■ **TEKS YANG DIBERIKAN**
Menteri Agraria Diminta Mampu Bongkar Mafia Tanah di Deli Serdang


DikoNews7 -

Kasus dugaan sindikat mafia tanah di Kabupaten Deli Serdang Provinsi Sumatera Utara semakin hari kian meresahkan masyarakat.

Berdalihkan lahan PTPN II hingga penerbitan hak atas tanah secara sepihak, terjadi dalam sengketa atau konflik agraria di Dusun II Desa Helvetia Kecamatan Labuhan Deli Kabupaten Deli Serdang, antara Merawati dengan Rakio. 

Masyarakat Desa Helvetia menduga adanya terdapat praktik sindikat mafia tanah. Sebab, adanya dugaan persekongkolan untuk melakukan manipulasi data oleh aparatur pemerintah di Kecamatan Labuhan Deli. 

Menanggapi hal itu, sosok sesepuh (tokoh yang dituakan) di Desa Helvetia dan Desa Manunggal, yakni Kliwon menjelaskan, bahwa dirinya mengetahui betul asal usul tanah yang dipersengketakan tersebut.

Pria berusia 89 tahun itu menerangkan, tanah yang berada di Dusun II Desa Helvetia Kecamatan Labuhan Deli memang benar bahwa tanah seluas bekisar 5600 meter persegi tersebut milik Merawati.

"Saya tahu betul tentang tanah itu, tahun 1953 saya sudah berada disini. Daerah ini dahulu disebut dengan nama asisten wedana, lalu pada tahun 1950-an (seingat saya) berganti menjadi Kecamatan Labuhan Deli," jelas Kliwon saat dikonfirmasi wartawan, Kamis (2/1/2023).

"Tak mungkin Rakio tidak mengetahui asal usul tanah itu, dulu (Rakio Cs) pernah menggugat tapi tetap kalah oleh pihak Sabarudin yang tak lain adalah suami Merawati, dari masa Sabarudin masih hidup hingga sudah meninggal dunia, Rakio Cs terus-terusan ingin merebut tanah itu. Tapi Rakio tetap kalah, makanya ada putusan-putusan pengadilan itu hingga putusan Mahkamah Agung, dan diputuskan Merawati sebagai pemilik tanah itu," ujarnya kembali.

Saat disinggung terkait Rakio menempuh jalur nominatif untuk penerbitan sertifikat hak milik dalam menyerobot tanah milik Merawati, Kliwon mengatakan bahwa tanah di Dusun II Desa Helvetia itu di luar areal Perkebunan IX saat ini menjadi PTPN II. 

"Bukan hanya itu, perumahan eks karyawan PTPN yang disitu pun seingat saya sudah keluarkan dari areal HGU PTPN II. Tapi lahan Merawati bukan termasuk lahan PTPN. Jadi kenapa harus di nominatif kembali?," ungkap Kliwon sembari tersenyum.

■ **Bagian dari berkas data**
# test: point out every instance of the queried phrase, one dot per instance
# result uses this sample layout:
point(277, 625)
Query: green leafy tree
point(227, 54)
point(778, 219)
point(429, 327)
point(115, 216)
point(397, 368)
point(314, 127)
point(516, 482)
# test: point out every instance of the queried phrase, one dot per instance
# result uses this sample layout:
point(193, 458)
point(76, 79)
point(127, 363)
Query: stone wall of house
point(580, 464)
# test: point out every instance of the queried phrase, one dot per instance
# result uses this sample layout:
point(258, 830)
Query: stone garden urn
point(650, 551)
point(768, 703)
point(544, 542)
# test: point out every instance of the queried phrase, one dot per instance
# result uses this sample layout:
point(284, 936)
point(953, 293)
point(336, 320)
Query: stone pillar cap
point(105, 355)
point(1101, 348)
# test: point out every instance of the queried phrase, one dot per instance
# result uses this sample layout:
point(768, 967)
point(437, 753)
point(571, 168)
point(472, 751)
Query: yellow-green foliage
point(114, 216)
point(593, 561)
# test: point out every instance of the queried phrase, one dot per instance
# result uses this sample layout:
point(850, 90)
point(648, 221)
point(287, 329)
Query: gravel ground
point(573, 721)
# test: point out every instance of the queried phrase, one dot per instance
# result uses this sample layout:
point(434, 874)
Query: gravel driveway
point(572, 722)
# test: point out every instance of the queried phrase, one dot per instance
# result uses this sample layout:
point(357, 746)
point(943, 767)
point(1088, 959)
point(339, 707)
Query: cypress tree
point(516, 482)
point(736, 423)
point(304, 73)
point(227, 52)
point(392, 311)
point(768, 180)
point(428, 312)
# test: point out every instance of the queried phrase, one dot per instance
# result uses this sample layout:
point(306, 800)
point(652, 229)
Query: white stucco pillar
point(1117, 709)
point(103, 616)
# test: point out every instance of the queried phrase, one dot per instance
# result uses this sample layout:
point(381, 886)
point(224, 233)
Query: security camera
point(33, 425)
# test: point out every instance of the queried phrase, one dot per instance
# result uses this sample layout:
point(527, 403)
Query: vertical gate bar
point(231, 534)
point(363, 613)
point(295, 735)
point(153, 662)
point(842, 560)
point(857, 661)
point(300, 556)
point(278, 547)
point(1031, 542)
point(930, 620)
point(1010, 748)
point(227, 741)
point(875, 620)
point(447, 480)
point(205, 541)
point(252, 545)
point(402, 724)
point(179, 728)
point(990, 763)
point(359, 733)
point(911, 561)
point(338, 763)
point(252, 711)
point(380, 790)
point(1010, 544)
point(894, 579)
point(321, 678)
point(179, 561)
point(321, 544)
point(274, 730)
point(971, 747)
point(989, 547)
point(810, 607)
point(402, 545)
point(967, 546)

■ **PERSYARATAN TUGAS**
A – Tentukan apakah setiap pernyataan berikut sesuai dengan berita tentang sengketa tanah di Deli Serdang: (i) Kliwon berusia 89 tahun; (ii) Kliwon menyatakan bahwa lahan Merawati termasuk lahan PTPN; (iii) Sabarudin adalah suami Merawati. Jawab ya atau tidak untuk masing-masing, lalu kutip kata-kata penentunya dari berita itu persis seperti aslinya.
B – Hitunglah berapa baris dalam catatan yang memuat kata "tree". Tuliskan angkanya saja.
Teks dan catatan di atas berasal dari sumber yang berbeda.

■ **PENYELESAIAN TUGAS**
A –
(i) Ya: "Pria berusia 89 tahun itu"
(ii) Tidak: "Tapi lahan Merawati bukan termasuk lahan PTPN."
(iii) Ya: "Sabarudin yang tak lain adalah suami Merawati"

B – 2